Saved data entries
[start]

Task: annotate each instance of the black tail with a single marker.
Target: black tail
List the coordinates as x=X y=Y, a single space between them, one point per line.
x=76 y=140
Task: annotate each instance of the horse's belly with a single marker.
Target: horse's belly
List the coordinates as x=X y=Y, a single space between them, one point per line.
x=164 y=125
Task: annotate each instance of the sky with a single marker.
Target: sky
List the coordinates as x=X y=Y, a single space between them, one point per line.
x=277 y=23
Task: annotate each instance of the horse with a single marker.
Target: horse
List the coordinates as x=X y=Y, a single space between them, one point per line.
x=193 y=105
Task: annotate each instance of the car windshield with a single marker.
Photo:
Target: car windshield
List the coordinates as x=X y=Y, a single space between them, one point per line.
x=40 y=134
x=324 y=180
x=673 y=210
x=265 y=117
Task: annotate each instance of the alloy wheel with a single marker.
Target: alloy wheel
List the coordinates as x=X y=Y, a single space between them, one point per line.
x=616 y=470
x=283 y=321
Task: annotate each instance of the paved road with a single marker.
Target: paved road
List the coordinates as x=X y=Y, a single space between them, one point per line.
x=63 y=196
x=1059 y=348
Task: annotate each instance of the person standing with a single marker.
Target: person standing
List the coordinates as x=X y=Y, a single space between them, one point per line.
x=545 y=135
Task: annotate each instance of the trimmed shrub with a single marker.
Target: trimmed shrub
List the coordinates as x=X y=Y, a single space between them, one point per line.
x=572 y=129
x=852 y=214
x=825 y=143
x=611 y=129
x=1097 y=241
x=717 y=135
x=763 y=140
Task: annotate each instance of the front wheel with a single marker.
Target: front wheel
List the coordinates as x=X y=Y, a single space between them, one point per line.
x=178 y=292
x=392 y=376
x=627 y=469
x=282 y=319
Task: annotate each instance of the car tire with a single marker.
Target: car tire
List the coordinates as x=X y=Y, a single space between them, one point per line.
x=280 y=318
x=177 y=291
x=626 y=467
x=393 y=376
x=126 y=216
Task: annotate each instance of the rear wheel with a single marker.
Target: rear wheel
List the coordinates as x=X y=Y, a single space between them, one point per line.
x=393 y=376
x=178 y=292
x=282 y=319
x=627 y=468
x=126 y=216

[end]

• _What is being asked_
Put every line of the items above into a Markdown table, leaving out any blank lines. Use two columns: "Row" for the row number and "Line" for the line itself.

• _Finished exercise_
| Row | Line |
|---|---|
| 1 | Task: annotate each instance of the black tail with a single marker. |
| 2 | Target: black tail |
| 3 | List the coordinates as x=X y=Y, a single space between them, one point per line. |
| 4 | x=76 y=140 |
| 5 | Task: annotate each instance of the horse's belly with a single marker. |
| 6 | Target: horse's belly |
| 7 | List the coordinates as x=X y=Y, a single space between them, one point per line. |
| 8 | x=164 y=125 |
| 9 | Task: annotate each instance of the sky with a single marker. |
| 10 | Target: sky |
| 11 | List the coordinates as x=X y=Y, a single space between them, one point per line. |
| 12 | x=277 y=23 |
| 13 | Task: annotate each instance of the horse with a single marker. |
| 14 | Target: horse |
| 15 | List the coordinates as x=X y=Y, a single space between them, one point per line. |
| 16 | x=193 y=105 |
| 17 | Task: annotate each instance of the car windshield with a single marker. |
| 18 | Photo: |
| 19 | Target: car windshield |
| 20 | List the coordinates as x=X y=Y, a single space between them, one point per line. |
| 21 | x=40 y=134 |
| 22 | x=324 y=180 |
| 23 | x=673 y=210 |
| 24 | x=265 y=117 |
| 25 | Task: annotate each instance of the alloy wheel with a single marker. |
| 26 | Target: alloy wheel |
| 27 | List the coordinates as x=X y=Y, a single space between them, one point per line. |
| 28 | x=616 y=470 |
| 29 | x=283 y=321 |
| 30 | Task: annotate each instance of the paved road with a single marker. |
| 31 | Target: paved road |
| 32 | List the coordinates as x=X y=Y, a single space between them, one point per line. |
| 33 | x=63 y=196 |
| 34 | x=1059 y=348 |
| 35 | Task: annotate each instance of the person standing with a single marker. |
| 36 | Target: person standing |
| 37 | List the coordinates as x=X y=Y, a single space between them, one point per line. |
| 38 | x=545 y=135 |
| 39 | Task: annotate each instance of the trimmed shrub with a single marker. |
| 40 | Target: trimmed shrub |
| 41 | List the coordinates as x=X y=Y, a single space between them, one point per line. |
| 42 | x=572 y=129 |
| 43 | x=852 y=214 |
| 44 | x=825 y=143 |
| 45 | x=611 y=129 |
| 46 | x=1097 y=241 |
| 47 | x=717 y=135 |
| 48 | x=763 y=140 |
| 49 | Task: annotate each instance of the front wheel with a single marker. |
| 50 | Target: front wheel |
| 51 | List the coordinates as x=X y=Y, a single space between them, one point per line. |
| 52 | x=178 y=292 |
| 53 | x=392 y=376 |
| 54 | x=627 y=469 |
| 55 | x=282 y=319 |
| 56 | Task: annotate each instance of the car tire with a single marker. |
| 57 | Target: car tire |
| 58 | List the coordinates as x=X y=Y, a single space between them, one point per line. |
| 59 | x=280 y=318 |
| 60 | x=177 y=291 |
| 61 | x=626 y=467 |
| 62 | x=393 y=376 |
| 63 | x=126 y=216 |
| 64 | Task: annotate each instance of the rear wheel with a single marker. |
| 65 | Target: rear wheel |
| 66 | List the coordinates as x=X y=Y, a single space between them, one point per line. |
| 67 | x=393 y=376 |
| 68 | x=178 y=292 |
| 69 | x=282 y=319 |
| 70 | x=627 y=468 |
| 71 | x=126 y=216 |